Test-Driven Development Skill
Core Principle: If you didn't watch it fail, you don't know if it tests the right thing.
The Cycle
┌──────────────────────────────────────────┐
│ │
▼ │
┌───────┐ ┌───────┐ ┌──────────┐ │
│ RED │ ──▶│ GREEN │ ──▶│ REFACTOR │ ───────┘
└───────┘ └───────┘ └──────────┘
Write test Make pass Clean up
Watch FAIL Minimal code Keep green
RED Phase
What to Do
- Write a single failing test
- Run the test
- Watch it fail
- Verify failure is for expected reason
Why "Watch It Fail" Matters
| Without Watching Fail | With Watching Fail | |-----------------------|-------------------| | Test might always pass (bug in test) | Confirms test can fail | | Test might fail for wrong reason | Confirms test checks right thing | | No proof test validates behavior | Evidence of validation |
Red Phase Checklist
- [ ] Test written for ONE behavior
- [ ] Test run
- [ ] Test failed
- [ ] Failure is for expected reason (not typo, import error, etc.)

• **Objective 1**
List the steps that the test-driven development guide gives under "What to Do" in the RED phase.
• **Objective 2**
Carry on the test-driven development guide, starting right after its last checklist item.

• **Supplied data**
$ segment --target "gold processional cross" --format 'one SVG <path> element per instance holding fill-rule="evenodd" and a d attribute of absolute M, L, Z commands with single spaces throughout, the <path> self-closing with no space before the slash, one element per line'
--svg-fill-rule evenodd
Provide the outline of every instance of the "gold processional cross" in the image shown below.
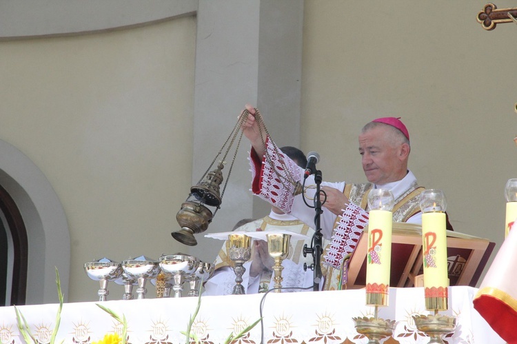
<path fill-rule="evenodd" d="M 510 8 L 497 8 L 494 3 L 487 3 L 482 11 L 478 13 L 478 23 L 485 30 L 491 30 L 496 28 L 499 23 L 511 23 L 517 24 L 517 7 Z M 514 110 L 517 112 L 517 103 L 514 105 Z M 514 139 L 517 145 L 517 136 Z"/>
<path fill-rule="evenodd" d="M 482 11 L 478 13 L 478 23 L 485 30 L 494 30 L 500 23 L 517 23 L 517 7 L 498 8 L 494 3 L 487 3 Z"/>

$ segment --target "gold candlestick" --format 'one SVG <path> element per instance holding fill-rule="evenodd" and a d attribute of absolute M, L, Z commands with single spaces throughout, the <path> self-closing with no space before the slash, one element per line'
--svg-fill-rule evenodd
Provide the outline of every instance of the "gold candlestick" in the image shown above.
<path fill-rule="evenodd" d="M 438 310 L 434 310 L 434 314 L 414 315 L 413 319 L 418 331 L 425 333 L 431 338 L 429 343 L 444 343 L 442 336 L 451 333 L 456 329 L 456 318 L 438 314 Z"/>
<path fill-rule="evenodd" d="M 352 318 L 356 330 L 378 343 L 392 336 L 395 321 L 378 317 L 378 307 L 387 306 L 389 271 L 392 264 L 392 210 L 393 194 L 389 190 L 374 189 L 368 194 L 368 261 L 366 266 L 366 304 L 375 307 L 373 318 Z"/>
<path fill-rule="evenodd" d="M 394 320 L 380 318 L 378 311 L 378 306 L 376 305 L 373 318 L 352 318 L 356 331 L 369 339 L 367 344 L 378 344 L 383 338 L 392 336 L 395 329 L 396 322 Z"/>
<path fill-rule="evenodd" d="M 443 192 L 427 190 L 420 194 L 424 296 L 425 308 L 434 314 L 413 316 L 418 331 L 427 334 L 429 343 L 444 343 L 442 336 L 456 328 L 456 318 L 438 314 L 449 308 L 449 280 L 447 270 L 445 234 L 447 200 Z"/>
<path fill-rule="evenodd" d="M 273 271 L 274 272 L 274 292 L 281 292 L 282 287 L 282 261 L 289 254 L 289 245 L 291 235 L 287 234 L 268 234 L 267 251 L 270 256 L 274 259 Z"/>

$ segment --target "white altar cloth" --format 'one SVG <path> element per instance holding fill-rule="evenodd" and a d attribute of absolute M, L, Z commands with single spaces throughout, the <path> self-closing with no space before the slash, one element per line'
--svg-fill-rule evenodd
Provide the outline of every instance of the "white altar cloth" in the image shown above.
<path fill-rule="evenodd" d="M 452 287 L 449 310 L 440 312 L 457 317 L 454 334 L 446 343 L 504 343 L 472 307 L 477 289 Z M 110 295 L 113 297 L 112 295 Z M 260 318 L 263 294 L 202 296 L 199 313 L 192 326 L 203 344 L 224 343 L 232 331 L 237 332 Z M 268 293 L 263 301 L 263 334 L 260 323 L 239 344 L 367 343 L 355 330 L 352 317 L 372 316 L 374 308 L 365 305 L 365 290 L 301 293 Z M 128 319 L 128 343 L 183 343 L 196 297 L 108 301 L 102 304 Z M 56 343 L 90 343 L 107 333 L 121 330 L 99 302 L 65 303 Z M 30 330 L 40 343 L 49 343 L 59 305 L 20 306 Z M 379 308 L 378 316 L 396 319 L 389 343 L 428 343 L 429 337 L 417 331 L 412 315 L 425 311 L 423 288 L 391 288 L 389 306 Z M 263 335 L 263 341 L 261 336 Z M 24 343 L 19 335 L 14 307 L 0 307 L 0 342 Z"/>

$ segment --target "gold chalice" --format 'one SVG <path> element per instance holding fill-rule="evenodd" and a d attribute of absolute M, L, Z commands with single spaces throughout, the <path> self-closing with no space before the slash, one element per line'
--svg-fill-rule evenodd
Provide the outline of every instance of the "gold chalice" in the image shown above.
<path fill-rule="evenodd" d="M 425 333 L 431 338 L 429 343 L 444 343 L 442 336 L 451 333 L 456 329 L 456 318 L 438 314 L 438 310 L 434 311 L 434 315 L 414 315 L 413 319 L 418 331 Z"/>
<path fill-rule="evenodd" d="M 235 285 L 232 292 L 233 294 L 241 295 L 246 294 L 244 287 L 241 284 L 243 281 L 243 274 L 246 268 L 243 265 L 252 256 L 251 248 L 252 238 L 244 234 L 228 234 L 228 241 L 226 242 L 226 252 L 228 252 L 230 259 L 234 262 L 233 267 L 235 272 Z"/>
<path fill-rule="evenodd" d="M 267 250 L 270 256 L 274 259 L 273 271 L 274 272 L 274 292 L 281 292 L 282 287 L 282 261 L 287 258 L 289 254 L 291 234 L 267 234 Z"/>

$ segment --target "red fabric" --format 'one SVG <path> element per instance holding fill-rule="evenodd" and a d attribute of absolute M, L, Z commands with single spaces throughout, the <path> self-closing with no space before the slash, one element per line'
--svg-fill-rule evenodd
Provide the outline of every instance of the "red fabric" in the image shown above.
<path fill-rule="evenodd" d="M 409 140 L 409 132 L 407 131 L 407 128 L 404 123 L 401 121 L 400 117 L 382 117 L 377 119 L 374 119 L 372 122 L 383 123 L 392 127 L 395 127 L 404 134 L 404 136 Z"/>
<path fill-rule="evenodd" d="M 252 152 L 250 155 L 252 159 L 252 162 L 255 166 L 255 171 L 258 172 L 258 173 L 255 175 L 255 178 L 252 181 L 252 192 L 255 194 L 258 194 L 261 193 L 262 174 L 264 172 L 263 169 L 262 168 L 262 159 L 258 158 L 256 151 L 253 148 L 252 148 Z"/>
<path fill-rule="evenodd" d="M 474 299 L 474 306 L 503 339 L 509 344 L 517 343 L 517 312 L 490 295 Z"/>

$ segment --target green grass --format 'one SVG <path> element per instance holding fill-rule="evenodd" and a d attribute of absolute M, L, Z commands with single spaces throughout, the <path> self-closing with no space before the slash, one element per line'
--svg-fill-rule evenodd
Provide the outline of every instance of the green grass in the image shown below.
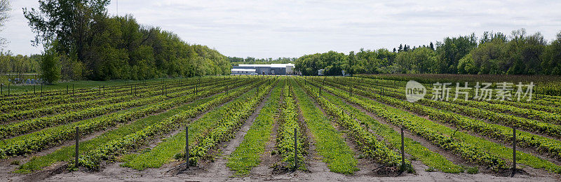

• **Exercise output 1**
- Write a single failing test
- Run the test
- Watch it fail
- Verify failure is for expected reason

• **Exercise output 2**
GREEN Phase
What to Do
- Write the minimum code to pass the test
- Run the test
- Watch it pass
- Nothing more - no extras, no "while I'm here"
What Minimum Means
| Too Much | Minimum | |----------|---------| | Add error handling for edge cases | Just make this test pass | | Refactor related code | Just make this test pass | | Add features "we'll need" | Just make this test pass |
Green Phase Checklist
- [ ] Only code needed for this test written
- [ ] Test run
- [ ] Test passed
- [ ] No other tests broken
REFACTOR Phase
What to Do
- Clean up the code
- Run ALL tests after each change
- Keep everything green
- Stop when code is clean
Safe Refactorings
- Rename for clarity
- Extract methods/functions
- Remove duplication
- Improve structure
Refactor Phase Checklist
- [ ] Code is clean
- [ ] All tests still pass
- [ ] No new behavior added
Non-Negotiable Rules
[!CRITICAL] These are not guidelines. They are rules.
Rule 1: Test First
Production code written BEFORE failing test → DELETE and restart
No exceptions. No "I'll write the test after." That's not TDD.
Rule 2: Watch It Fail
Test not seen failing → Test not trusted
Running the test and seeing green immediately means something is wrong.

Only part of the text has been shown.